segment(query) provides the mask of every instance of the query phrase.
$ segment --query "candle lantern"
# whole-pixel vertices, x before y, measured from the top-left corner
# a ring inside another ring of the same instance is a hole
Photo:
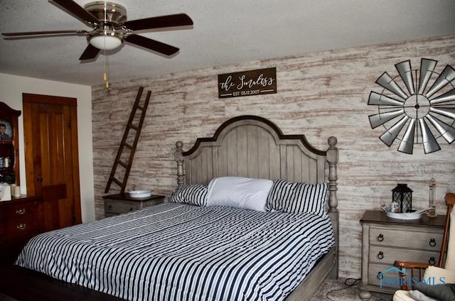
[[[412,190],[407,184],[398,184],[392,190],[392,201],[400,204],[400,212],[412,211]]]

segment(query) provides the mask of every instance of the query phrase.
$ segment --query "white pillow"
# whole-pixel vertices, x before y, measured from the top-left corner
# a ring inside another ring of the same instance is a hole
[[[242,177],[222,177],[208,184],[207,206],[266,211],[265,203],[273,181]]]

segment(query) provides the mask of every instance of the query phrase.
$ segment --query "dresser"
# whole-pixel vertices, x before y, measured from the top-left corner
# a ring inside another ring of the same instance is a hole
[[[39,198],[22,197],[0,202],[0,258],[12,260],[40,233]]]
[[[156,205],[164,202],[164,196],[151,195],[146,197],[131,197],[127,193],[106,195],[102,197],[105,201],[105,217],[132,212],[134,210]]]
[[[388,217],[383,211],[368,210],[362,225],[361,300],[370,292],[392,294],[399,288],[395,261],[437,264],[446,216],[404,220]]]

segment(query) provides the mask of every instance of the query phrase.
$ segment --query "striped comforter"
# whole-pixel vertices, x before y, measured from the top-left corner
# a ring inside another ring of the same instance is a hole
[[[328,217],[166,203],[40,234],[16,264],[129,300],[281,300],[333,244]]]

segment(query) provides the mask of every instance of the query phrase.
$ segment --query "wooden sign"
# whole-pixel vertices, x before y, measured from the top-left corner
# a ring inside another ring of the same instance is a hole
[[[218,98],[277,93],[277,68],[218,75]]]

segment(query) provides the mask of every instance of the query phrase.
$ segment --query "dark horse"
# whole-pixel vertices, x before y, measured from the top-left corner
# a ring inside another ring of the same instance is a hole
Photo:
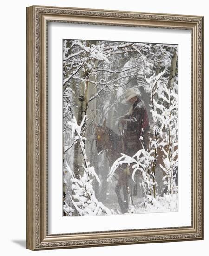
[[[107,152],[110,166],[112,166],[114,162],[121,156],[121,153],[123,153],[126,155],[125,149],[123,146],[122,136],[115,133],[112,130],[108,128],[104,124],[102,126],[98,125],[96,127],[96,141],[97,150],[98,152],[105,150]],[[151,136],[151,135],[150,135]],[[174,148],[177,147],[175,146]],[[156,162],[156,167],[157,168],[160,164],[163,165],[163,153],[159,148],[157,150],[157,159]],[[124,164],[118,167],[116,171],[118,175],[117,183],[115,188],[118,203],[122,213],[127,212],[129,207],[129,188],[128,185],[128,180],[131,177],[132,170],[127,164]],[[177,179],[176,180],[177,184]],[[134,189],[137,190],[137,187],[136,184]],[[120,190],[122,189],[124,195],[124,200],[122,199]],[[160,196],[163,196],[163,193],[166,192],[166,189]]]
[[[120,157],[120,153],[126,154],[123,150],[122,136],[115,133],[112,130],[105,126],[99,125],[96,128],[96,141],[97,150],[100,152],[106,150],[110,165],[112,166],[114,162]],[[128,180],[131,177],[132,171],[128,168],[127,164],[123,164],[116,171],[118,175],[117,183],[115,188],[119,205],[121,213],[125,213],[129,206]],[[122,189],[124,199],[122,199],[120,190]]]

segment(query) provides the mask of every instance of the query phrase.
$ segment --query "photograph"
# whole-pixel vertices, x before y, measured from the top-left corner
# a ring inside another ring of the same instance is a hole
[[[178,49],[63,39],[63,216],[178,211]]]

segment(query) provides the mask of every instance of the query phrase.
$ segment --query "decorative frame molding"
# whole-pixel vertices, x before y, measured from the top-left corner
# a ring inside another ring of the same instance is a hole
[[[192,226],[47,233],[48,21],[189,29],[192,42]],[[203,18],[33,6],[27,8],[27,248],[33,250],[203,239]]]

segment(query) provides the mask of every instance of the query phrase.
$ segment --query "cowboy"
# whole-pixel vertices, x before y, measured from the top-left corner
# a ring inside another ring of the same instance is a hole
[[[142,148],[141,142],[145,148],[148,146],[149,117],[144,102],[133,88],[126,91],[126,101],[131,106],[120,120],[124,131],[123,146],[126,154],[132,156]]]

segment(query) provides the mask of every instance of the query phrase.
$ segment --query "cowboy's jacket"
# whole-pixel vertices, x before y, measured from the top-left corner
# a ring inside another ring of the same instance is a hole
[[[132,105],[132,109],[124,116],[126,119],[124,128],[127,131],[135,132],[140,136],[142,129],[145,131],[149,128],[149,117],[143,101],[137,97]]]

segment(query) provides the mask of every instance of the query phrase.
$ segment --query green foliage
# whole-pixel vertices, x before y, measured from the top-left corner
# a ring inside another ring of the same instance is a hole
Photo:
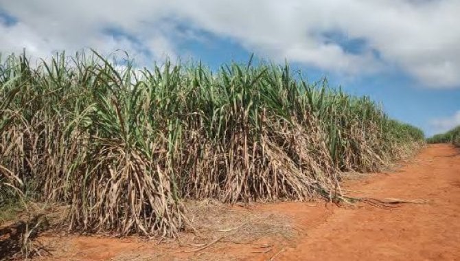
[[[70,205],[72,229],[174,236],[182,199],[340,197],[344,172],[377,170],[421,143],[367,97],[288,65],[166,62],[94,52],[0,66],[0,181]]]
[[[445,133],[433,135],[426,139],[426,141],[430,144],[452,143],[452,144],[460,146],[460,126]]]

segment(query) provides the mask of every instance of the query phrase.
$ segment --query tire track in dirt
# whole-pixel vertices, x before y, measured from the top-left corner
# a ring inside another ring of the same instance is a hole
[[[398,172],[345,184],[363,192],[356,196],[427,203],[334,208],[327,221],[310,228],[277,260],[460,260],[459,184],[459,150],[430,146]]]
[[[339,207],[322,201],[257,203],[251,211],[290,216],[298,232],[292,240],[268,237],[253,242],[273,245],[266,253],[224,240],[185,254],[181,247],[135,238],[73,236],[58,239],[67,249],[43,259],[262,261],[276,254],[275,260],[460,260],[460,150],[430,145],[396,171],[365,175],[343,188],[356,196],[427,203],[393,208]]]

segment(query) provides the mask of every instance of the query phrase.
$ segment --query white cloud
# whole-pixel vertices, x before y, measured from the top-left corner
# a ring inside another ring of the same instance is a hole
[[[174,59],[187,52],[178,49],[178,41],[196,37],[179,32],[175,25],[181,24],[230,37],[272,59],[349,75],[396,67],[426,87],[460,87],[458,0],[0,0],[0,8],[19,21],[0,25],[3,51],[26,47],[43,56],[59,49],[121,48],[141,60],[145,49],[154,59]],[[106,27],[139,43],[108,37]],[[363,39],[363,52],[325,43],[321,36],[331,32]]]
[[[454,127],[460,126],[460,111],[457,111],[450,117],[433,119],[430,121],[430,126],[434,133],[445,133]]]

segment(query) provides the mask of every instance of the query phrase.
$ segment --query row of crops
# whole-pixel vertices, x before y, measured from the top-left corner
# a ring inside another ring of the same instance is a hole
[[[183,200],[336,201],[347,172],[413,152],[423,133],[288,65],[151,69],[96,53],[0,65],[0,201],[69,207],[69,227],[174,236]]]

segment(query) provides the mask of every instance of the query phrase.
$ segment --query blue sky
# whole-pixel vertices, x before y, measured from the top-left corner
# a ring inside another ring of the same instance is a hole
[[[457,0],[0,0],[0,52],[127,51],[216,69],[251,53],[367,95],[427,135],[460,124]]]

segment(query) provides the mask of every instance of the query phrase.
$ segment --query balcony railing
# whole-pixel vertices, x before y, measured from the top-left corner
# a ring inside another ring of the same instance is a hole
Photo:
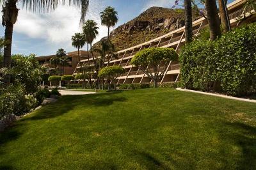
[[[136,73],[137,73],[137,70],[132,71],[132,72],[130,72],[130,73],[129,74],[129,75],[136,75]]]
[[[126,66],[126,63],[122,63],[122,64],[120,65],[120,66]]]
[[[180,64],[171,65],[169,70],[174,70],[180,69]]]
[[[177,37],[172,38],[171,42],[170,42],[170,43],[180,40],[181,36],[182,36],[182,35],[180,35],[180,36],[179,36]]]

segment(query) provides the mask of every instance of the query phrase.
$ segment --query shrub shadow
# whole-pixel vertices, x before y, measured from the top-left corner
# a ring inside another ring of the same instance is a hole
[[[170,169],[170,167],[166,165],[159,161],[148,153],[137,150],[134,151],[134,153],[141,157],[147,162],[147,164],[145,164],[145,166],[147,166],[147,169]]]
[[[239,169],[256,169],[256,128],[240,122],[226,123],[233,129],[227,137],[239,146],[243,151],[237,162]]]

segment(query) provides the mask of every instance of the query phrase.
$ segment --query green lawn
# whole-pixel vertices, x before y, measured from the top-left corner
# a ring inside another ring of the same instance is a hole
[[[168,88],[63,97],[0,134],[0,169],[256,169],[256,104]]]

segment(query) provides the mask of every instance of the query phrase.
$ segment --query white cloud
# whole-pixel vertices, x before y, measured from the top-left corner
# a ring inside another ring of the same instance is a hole
[[[141,12],[152,6],[161,6],[170,8],[174,4],[175,0],[147,0]]]
[[[99,13],[103,10],[102,1],[91,2],[86,18],[93,19],[99,24],[99,35],[96,42],[106,36],[108,30],[100,24]],[[49,43],[71,47],[71,36],[81,31],[79,26],[80,8],[68,4],[60,5],[55,11],[48,13],[32,13],[20,8],[14,31],[29,38],[42,39]]]

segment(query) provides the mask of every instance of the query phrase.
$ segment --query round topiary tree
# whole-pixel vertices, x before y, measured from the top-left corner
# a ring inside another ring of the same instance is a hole
[[[73,81],[74,79],[75,79],[75,77],[74,77],[72,75],[62,75],[62,77],[61,77],[61,81],[67,82],[68,87],[69,87],[70,81]]]
[[[178,59],[178,54],[171,48],[149,48],[143,49],[132,59],[131,63],[141,69],[153,79],[154,88],[163,78],[171,61]]]
[[[48,82],[48,78],[50,77],[49,73],[44,73],[41,75],[41,80],[43,81],[43,85]]]
[[[49,77],[48,81],[50,82],[53,82],[56,86],[58,86],[58,83],[61,80],[61,76],[60,75],[51,75]]]
[[[116,79],[125,72],[124,68],[120,66],[111,66],[102,68],[99,72],[99,77],[111,80],[116,89]]]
________________________
Exercise objective — Render everything in the material from its first line down to the line containing "[[[218,98],[277,93],[277,68],[218,75]]]" as a JSON list of strings with one string per line, skipping blank lines and leaving the pictures out.

Response —
[
  "segment(query) provides the mask of every instance of the query phrase.",
  "$ segment --query \"candle lantern\"",
  "# whole-pixel vertices, x before y, measured from the top-left corner",
  "# a ring inside another ring of the same instance is a hole",
  "Photo:",
  "[[[412,190],[407,184],[398,184],[392,190],[392,201],[400,204],[400,212],[412,211]]]",
  "segment(query) provides the mask of every instance of the query phrase.",
  "$ segment --query \"white pillow\"",
  "# whole-pixel vertices, x before y, measured from the top-left corner",
  "# a ring inside another ring of the same instance is a hole",
  "[[[242,177],[222,177],[208,184],[207,206],[266,211],[265,203],[273,181]]]",
  "segment(query) provides the mask of every instance of the query phrase.",
  "$ segment --query \"dresser\"",
  "# whole-pixel vertices, x before y, measured from the top-left corner",
  "# a ring inside another ring of the same instance is a hole",
  "[[[39,198],[22,197],[0,202],[0,258],[12,260],[40,233]]]",
  "[[[156,205],[164,202],[164,196],[151,195],[146,197],[131,197],[127,193],[106,195],[102,197],[105,201],[105,217],[132,212],[134,210]]]",
  "[[[388,217],[383,211],[368,210],[362,225],[361,300],[370,292],[392,294],[399,288],[395,261],[437,264],[446,216],[404,220]]]",
  "segment(query) provides the mask of every instance of the query phrase.",
  "$ segment --query \"striped comforter\"",
  "# whole-pixel vertices, x before y, measured from the top-left corner",
  "# a ring inside another ring of the same instance is a hole",
  "[[[328,217],[166,203],[40,234],[16,264],[129,300],[281,300],[333,244]]]",
  "segment(query) provides the mask of every instance of the query phrase.",
  "$ segment --query \"wooden sign\"",
  "# whole-pixel vertices, x before y, measured from the top-left corner",
  "# a ring inside another ring of the same instance is a hole",
  "[[[218,98],[277,93],[277,68],[218,75]]]"
]